● **Problem statement**
Whenever a line of the data below holds the string "ceiling", copy that line.

[Stored data entries]
───

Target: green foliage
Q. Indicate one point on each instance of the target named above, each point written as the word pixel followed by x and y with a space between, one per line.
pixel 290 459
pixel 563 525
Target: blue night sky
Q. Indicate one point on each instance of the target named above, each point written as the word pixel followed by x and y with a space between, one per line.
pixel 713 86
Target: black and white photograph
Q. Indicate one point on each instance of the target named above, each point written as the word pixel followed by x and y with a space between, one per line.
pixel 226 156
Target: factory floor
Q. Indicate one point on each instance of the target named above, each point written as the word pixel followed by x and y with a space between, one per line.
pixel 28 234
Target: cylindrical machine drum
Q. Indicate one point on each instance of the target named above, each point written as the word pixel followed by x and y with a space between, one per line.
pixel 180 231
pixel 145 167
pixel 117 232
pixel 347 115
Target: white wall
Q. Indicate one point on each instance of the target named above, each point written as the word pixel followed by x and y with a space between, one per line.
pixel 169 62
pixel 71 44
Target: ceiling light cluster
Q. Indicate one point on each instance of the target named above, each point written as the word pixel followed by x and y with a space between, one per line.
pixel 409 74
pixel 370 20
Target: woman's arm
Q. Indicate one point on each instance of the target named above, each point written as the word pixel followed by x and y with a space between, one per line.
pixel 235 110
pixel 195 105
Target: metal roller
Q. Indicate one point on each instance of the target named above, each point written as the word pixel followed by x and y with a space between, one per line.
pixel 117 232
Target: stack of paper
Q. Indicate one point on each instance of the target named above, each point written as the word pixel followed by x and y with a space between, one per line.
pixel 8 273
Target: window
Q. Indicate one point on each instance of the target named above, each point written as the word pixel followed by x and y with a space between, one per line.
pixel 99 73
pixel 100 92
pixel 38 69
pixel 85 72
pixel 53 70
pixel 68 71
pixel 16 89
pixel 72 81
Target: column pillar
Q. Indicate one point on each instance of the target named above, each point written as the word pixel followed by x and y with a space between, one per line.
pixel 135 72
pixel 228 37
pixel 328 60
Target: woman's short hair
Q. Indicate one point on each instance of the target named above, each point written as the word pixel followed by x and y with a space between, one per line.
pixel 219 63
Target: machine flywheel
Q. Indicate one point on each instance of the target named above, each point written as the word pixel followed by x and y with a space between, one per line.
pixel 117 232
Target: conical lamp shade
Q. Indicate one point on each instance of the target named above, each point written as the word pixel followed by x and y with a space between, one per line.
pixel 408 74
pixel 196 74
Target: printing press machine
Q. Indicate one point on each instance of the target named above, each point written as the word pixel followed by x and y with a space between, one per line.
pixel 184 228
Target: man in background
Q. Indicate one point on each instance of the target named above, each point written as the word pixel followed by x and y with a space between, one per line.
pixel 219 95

───

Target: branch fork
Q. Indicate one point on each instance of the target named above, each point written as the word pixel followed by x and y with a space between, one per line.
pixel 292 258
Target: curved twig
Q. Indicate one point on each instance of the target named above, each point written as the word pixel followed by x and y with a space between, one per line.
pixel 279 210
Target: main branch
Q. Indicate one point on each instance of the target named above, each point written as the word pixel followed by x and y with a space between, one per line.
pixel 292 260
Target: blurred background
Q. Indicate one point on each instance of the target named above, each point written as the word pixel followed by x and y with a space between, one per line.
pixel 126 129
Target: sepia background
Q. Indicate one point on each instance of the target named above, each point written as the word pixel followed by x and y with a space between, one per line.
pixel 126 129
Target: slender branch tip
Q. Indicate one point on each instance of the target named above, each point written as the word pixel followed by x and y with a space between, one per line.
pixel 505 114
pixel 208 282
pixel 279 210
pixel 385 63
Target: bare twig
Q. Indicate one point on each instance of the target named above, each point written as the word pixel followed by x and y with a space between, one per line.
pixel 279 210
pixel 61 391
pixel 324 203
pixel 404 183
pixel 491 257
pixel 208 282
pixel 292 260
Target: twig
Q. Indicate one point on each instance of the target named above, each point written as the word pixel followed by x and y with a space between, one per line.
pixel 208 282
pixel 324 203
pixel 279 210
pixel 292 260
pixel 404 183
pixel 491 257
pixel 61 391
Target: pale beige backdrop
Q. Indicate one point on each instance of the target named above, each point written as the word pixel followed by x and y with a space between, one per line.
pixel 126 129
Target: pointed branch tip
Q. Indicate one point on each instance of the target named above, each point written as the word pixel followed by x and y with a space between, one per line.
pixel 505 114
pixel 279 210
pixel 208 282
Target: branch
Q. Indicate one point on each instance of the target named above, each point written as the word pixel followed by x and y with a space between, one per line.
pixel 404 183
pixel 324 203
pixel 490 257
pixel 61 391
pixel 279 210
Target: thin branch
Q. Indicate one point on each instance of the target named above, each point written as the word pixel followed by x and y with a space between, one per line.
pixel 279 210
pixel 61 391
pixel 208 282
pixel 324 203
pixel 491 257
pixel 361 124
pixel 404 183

───

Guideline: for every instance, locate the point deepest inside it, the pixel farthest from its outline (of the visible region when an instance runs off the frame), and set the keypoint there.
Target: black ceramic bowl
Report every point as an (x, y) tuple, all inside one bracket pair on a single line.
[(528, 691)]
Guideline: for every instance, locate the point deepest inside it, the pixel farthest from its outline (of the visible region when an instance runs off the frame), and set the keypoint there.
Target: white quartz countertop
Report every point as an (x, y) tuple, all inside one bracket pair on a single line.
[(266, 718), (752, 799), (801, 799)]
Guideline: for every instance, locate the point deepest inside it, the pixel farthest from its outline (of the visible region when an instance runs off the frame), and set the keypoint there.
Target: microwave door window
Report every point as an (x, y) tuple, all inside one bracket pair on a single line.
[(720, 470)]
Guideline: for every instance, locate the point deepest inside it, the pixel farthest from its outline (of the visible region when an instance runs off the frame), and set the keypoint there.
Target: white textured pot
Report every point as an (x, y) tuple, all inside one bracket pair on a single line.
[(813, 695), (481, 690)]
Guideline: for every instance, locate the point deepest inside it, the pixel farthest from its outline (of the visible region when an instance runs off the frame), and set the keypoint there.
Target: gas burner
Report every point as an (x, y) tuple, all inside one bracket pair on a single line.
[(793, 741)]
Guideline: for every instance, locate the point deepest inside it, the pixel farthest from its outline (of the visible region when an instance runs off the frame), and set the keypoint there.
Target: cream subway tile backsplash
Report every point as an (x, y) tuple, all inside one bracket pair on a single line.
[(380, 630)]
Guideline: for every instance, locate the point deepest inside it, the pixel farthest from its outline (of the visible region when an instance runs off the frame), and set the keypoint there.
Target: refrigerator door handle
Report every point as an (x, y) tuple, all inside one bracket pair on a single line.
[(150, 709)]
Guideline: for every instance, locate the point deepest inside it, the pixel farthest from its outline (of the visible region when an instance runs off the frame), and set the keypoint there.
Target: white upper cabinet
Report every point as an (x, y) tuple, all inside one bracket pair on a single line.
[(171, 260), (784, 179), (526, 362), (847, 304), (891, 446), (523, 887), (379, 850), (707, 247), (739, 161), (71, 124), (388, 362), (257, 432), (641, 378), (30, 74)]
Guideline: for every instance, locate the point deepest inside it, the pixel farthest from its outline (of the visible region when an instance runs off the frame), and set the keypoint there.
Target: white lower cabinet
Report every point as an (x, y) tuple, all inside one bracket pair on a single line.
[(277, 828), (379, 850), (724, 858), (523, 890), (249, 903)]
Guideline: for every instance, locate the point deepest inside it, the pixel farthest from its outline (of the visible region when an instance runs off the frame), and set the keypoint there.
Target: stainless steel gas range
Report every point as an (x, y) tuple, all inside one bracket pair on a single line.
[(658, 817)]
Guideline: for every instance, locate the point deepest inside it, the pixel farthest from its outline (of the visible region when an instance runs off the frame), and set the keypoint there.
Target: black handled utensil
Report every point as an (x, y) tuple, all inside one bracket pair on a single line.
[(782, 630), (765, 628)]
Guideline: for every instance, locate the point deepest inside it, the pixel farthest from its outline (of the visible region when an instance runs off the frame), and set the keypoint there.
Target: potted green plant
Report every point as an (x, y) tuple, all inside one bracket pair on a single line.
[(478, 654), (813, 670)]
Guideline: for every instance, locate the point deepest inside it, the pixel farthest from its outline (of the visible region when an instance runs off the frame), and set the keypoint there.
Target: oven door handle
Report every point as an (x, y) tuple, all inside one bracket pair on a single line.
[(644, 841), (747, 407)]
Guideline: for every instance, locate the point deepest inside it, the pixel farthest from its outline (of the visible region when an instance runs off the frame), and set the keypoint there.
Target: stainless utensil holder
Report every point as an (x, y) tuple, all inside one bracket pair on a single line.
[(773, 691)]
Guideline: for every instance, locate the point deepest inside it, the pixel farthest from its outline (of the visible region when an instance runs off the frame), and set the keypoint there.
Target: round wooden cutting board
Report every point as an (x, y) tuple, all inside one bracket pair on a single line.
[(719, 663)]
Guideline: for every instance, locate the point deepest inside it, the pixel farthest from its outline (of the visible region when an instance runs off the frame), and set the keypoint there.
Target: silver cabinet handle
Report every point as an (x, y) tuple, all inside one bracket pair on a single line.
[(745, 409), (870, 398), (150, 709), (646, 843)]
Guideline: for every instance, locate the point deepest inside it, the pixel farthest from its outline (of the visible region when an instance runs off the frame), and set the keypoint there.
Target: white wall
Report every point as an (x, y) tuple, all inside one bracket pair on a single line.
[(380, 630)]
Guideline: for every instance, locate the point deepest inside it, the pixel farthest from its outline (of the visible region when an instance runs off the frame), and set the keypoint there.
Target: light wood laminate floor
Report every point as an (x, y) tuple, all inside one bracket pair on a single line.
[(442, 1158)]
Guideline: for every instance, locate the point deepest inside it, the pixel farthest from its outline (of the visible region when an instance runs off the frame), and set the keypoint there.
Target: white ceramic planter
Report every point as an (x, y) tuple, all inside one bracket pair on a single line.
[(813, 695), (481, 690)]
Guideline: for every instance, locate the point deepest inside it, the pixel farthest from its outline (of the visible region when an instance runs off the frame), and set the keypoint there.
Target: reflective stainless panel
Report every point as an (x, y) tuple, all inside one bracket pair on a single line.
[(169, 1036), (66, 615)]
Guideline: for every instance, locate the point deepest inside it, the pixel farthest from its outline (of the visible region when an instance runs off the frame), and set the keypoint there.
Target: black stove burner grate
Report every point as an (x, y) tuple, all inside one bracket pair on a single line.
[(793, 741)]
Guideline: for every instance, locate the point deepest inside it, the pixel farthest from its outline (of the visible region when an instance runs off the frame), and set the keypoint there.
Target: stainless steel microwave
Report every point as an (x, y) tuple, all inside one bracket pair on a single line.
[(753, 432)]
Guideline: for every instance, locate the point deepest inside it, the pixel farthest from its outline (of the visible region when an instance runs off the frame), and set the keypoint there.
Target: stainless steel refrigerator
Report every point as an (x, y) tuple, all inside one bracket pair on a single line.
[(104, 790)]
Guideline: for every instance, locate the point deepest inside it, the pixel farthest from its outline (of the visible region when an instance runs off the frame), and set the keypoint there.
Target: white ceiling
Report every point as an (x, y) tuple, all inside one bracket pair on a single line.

───

● **Response for this exercise**
Target: ceiling light cluster
Target: white ceiling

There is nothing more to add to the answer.